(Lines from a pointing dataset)
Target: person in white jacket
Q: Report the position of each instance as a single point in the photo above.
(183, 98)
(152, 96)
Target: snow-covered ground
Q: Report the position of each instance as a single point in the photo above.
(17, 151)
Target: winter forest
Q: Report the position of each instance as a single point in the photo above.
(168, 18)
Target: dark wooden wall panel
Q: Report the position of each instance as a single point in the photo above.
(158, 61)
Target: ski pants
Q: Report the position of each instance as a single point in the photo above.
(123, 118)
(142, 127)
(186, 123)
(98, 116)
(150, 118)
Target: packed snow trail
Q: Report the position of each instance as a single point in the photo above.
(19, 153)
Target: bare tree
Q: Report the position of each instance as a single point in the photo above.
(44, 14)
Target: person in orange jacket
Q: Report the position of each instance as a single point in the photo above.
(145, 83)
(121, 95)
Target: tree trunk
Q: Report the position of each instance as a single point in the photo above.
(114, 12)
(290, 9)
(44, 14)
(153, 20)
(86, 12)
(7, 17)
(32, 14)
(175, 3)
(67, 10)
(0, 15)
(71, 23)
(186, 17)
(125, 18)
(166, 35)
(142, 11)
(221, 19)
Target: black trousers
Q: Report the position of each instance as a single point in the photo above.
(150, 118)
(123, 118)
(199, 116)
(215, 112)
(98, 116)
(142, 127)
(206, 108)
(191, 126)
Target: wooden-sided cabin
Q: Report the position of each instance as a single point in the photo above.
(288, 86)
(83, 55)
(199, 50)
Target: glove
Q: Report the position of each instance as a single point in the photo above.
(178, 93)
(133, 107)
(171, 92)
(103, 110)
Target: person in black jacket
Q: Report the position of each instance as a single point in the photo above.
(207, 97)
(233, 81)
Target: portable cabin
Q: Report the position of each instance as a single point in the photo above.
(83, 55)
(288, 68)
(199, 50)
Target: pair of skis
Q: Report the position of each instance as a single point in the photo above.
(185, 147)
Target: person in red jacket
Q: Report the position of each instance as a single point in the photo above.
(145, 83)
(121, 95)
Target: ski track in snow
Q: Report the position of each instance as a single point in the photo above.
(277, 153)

- [What you will do]
Rescale the point coordinates, starting with the line that contains "Target: portable cabin" and going on through the last line. Write out each of those lines again, requests included, with every coordinate multiplied by 2.6 and rounded to a whole number, halves rounded up.

- [Written reply]
Target: portable cabin
Q: Report the position of each instance as a single point in the photo above.
(216, 143)
(749, 177)
(517, 130)
Target: pair of skis
Q: Report the position of each instance as a single point in the photo above.
(481, 382)
Target: person in red jacket
Q: Report the position of each instance as a single point in the photo above.
(377, 216)
(315, 247)
Target: ski track in snow
Q: Report the position of each instance as a single point in the photo above.
(720, 398)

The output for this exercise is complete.